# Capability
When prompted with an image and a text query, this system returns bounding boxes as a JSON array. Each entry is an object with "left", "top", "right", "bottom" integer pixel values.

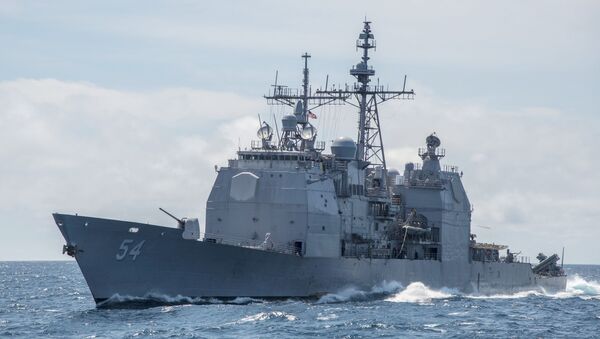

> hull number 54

[{"left": 116, "top": 239, "right": 146, "bottom": 261}]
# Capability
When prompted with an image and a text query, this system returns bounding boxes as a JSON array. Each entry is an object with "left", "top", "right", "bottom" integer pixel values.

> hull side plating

[{"left": 55, "top": 214, "right": 563, "bottom": 303}]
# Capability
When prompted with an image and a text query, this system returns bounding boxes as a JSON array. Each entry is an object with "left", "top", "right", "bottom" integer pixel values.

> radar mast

[
  {"left": 264, "top": 52, "right": 342, "bottom": 151},
  {"left": 318, "top": 21, "right": 415, "bottom": 170}
]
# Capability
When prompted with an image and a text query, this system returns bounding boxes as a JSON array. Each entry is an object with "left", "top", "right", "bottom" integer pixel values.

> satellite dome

[
  {"left": 256, "top": 123, "right": 273, "bottom": 140},
  {"left": 331, "top": 136, "right": 356, "bottom": 160},
  {"left": 300, "top": 124, "right": 317, "bottom": 140},
  {"left": 281, "top": 115, "right": 297, "bottom": 131},
  {"left": 426, "top": 134, "right": 441, "bottom": 149}
]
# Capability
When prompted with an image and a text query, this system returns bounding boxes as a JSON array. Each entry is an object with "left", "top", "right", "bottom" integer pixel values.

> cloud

[
  {"left": 378, "top": 92, "right": 600, "bottom": 262},
  {"left": 61, "top": 1, "right": 600, "bottom": 70},
  {"left": 0, "top": 78, "right": 598, "bottom": 263},
  {"left": 0, "top": 79, "right": 263, "bottom": 259}
]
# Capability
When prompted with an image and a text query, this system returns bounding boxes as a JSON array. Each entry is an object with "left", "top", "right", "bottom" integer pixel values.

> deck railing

[{"left": 199, "top": 231, "right": 299, "bottom": 256}]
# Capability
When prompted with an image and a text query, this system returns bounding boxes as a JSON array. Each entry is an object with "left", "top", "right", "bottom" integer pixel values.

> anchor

[{"left": 62, "top": 244, "right": 78, "bottom": 257}]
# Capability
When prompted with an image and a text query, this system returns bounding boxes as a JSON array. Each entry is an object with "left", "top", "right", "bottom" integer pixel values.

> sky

[{"left": 0, "top": 1, "right": 599, "bottom": 263}]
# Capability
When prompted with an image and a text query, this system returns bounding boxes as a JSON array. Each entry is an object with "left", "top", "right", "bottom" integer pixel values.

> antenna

[
  {"left": 317, "top": 21, "right": 415, "bottom": 171},
  {"left": 561, "top": 247, "right": 565, "bottom": 267},
  {"left": 271, "top": 70, "right": 279, "bottom": 94},
  {"left": 264, "top": 52, "right": 343, "bottom": 152},
  {"left": 257, "top": 113, "right": 263, "bottom": 130},
  {"left": 273, "top": 113, "right": 281, "bottom": 145}
]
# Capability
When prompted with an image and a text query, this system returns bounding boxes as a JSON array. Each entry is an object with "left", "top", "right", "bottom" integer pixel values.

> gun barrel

[{"left": 159, "top": 207, "right": 183, "bottom": 225}]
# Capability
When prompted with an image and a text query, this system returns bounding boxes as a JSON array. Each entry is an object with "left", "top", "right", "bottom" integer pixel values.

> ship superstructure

[
  {"left": 54, "top": 21, "right": 566, "bottom": 305},
  {"left": 207, "top": 21, "right": 470, "bottom": 265}
]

TASK OBJECTIVE
Line by line, transcribe the records exactly, omitting the images.

YOUR SOLUTION
# Capability
When prompted with an image and a text query, this system returns bounding boxes as a JSON array. Each entry is an object with "left", "top", "right", "bottom" integer pixel values.


> hull number 54

[{"left": 116, "top": 239, "right": 146, "bottom": 261}]
# Capability
When prompted with an image and a text query, this system returns bounding boxes as a JSON array. Each entry is an object with "left", "top", "right", "bottom" integer pixel values.

> hull side plating

[{"left": 55, "top": 214, "right": 563, "bottom": 303}]
# Capability
When prompted with an image and a text query, this system returns bounding boxes as a JSON array. Each entry is an object with "left", "top", "right", "bottom" integer pixel values.

> radar mast

[
  {"left": 264, "top": 52, "right": 342, "bottom": 151},
  {"left": 318, "top": 21, "right": 415, "bottom": 170}
]
# Capability
When prompted with an image and a text query, this system returns bounding boxes as a JSON array. Each entry is an object with "left", "top", "right", "bottom" integer pixel values.

> satellite dome

[
  {"left": 256, "top": 123, "right": 273, "bottom": 140},
  {"left": 331, "top": 136, "right": 356, "bottom": 160},
  {"left": 300, "top": 124, "right": 317, "bottom": 140},
  {"left": 281, "top": 115, "right": 297, "bottom": 131},
  {"left": 426, "top": 134, "right": 441, "bottom": 149}
]
# Capability
When prompted with an image and a text query, this system returns bounding boxes as a JSON array. Each entry is an object with "left", "top", "right", "bottom" integer pixel values.

> cloud

[
  {"left": 378, "top": 92, "right": 600, "bottom": 262},
  {"left": 61, "top": 1, "right": 600, "bottom": 70},
  {"left": 0, "top": 78, "right": 598, "bottom": 263},
  {"left": 0, "top": 79, "right": 263, "bottom": 259}
]
# Capability
When prompted with an image and a text query, this system returns bounding boxes as a JSON array. Each entry is an object with "left", "top", "right", "bottom" integer pixel values.

> deck railing

[{"left": 199, "top": 231, "right": 299, "bottom": 256}]
# Capability
When prompted with an image and a text query, this system returns bounding boxes as a JSON array. Each entry is an object with "left", "top", "right", "bottom" integer pixel values.

> anchor

[{"left": 62, "top": 244, "right": 78, "bottom": 257}]
# Capability
When prompted with an image and a text query, this system returns bounding boxes as a JSON array. Each entry is an object with "left", "top", "right", "bottom" integer pixel values.

> sky

[{"left": 0, "top": 1, "right": 599, "bottom": 263}]
# Capability
When prompted with an image and a text query, this system returns bounding boxes as a JSON array. Each entry is an object with "left", "top", "right", "bottom" integer pixel values.

> antenna

[
  {"left": 317, "top": 21, "right": 415, "bottom": 171},
  {"left": 561, "top": 247, "right": 565, "bottom": 267},
  {"left": 271, "top": 70, "right": 279, "bottom": 94},
  {"left": 264, "top": 52, "right": 343, "bottom": 152},
  {"left": 257, "top": 113, "right": 263, "bottom": 130},
  {"left": 273, "top": 113, "right": 281, "bottom": 145}
]
# Capability
When prompted with an image and a text query, this system returns bounding boxes as a JSON array. Each entry is an object with "left", "top", "right", "bottom" integer pixel values.

> gun barrel

[{"left": 159, "top": 207, "right": 183, "bottom": 225}]
# Capability
When prompted with an image and a text query, this system returns bounding boxes as a JSON array. Each entry is an object with "left", "top", "right", "bottom" integer pixel values.

> ship superstructure

[
  {"left": 54, "top": 21, "right": 566, "bottom": 305},
  {"left": 207, "top": 21, "right": 470, "bottom": 265}
]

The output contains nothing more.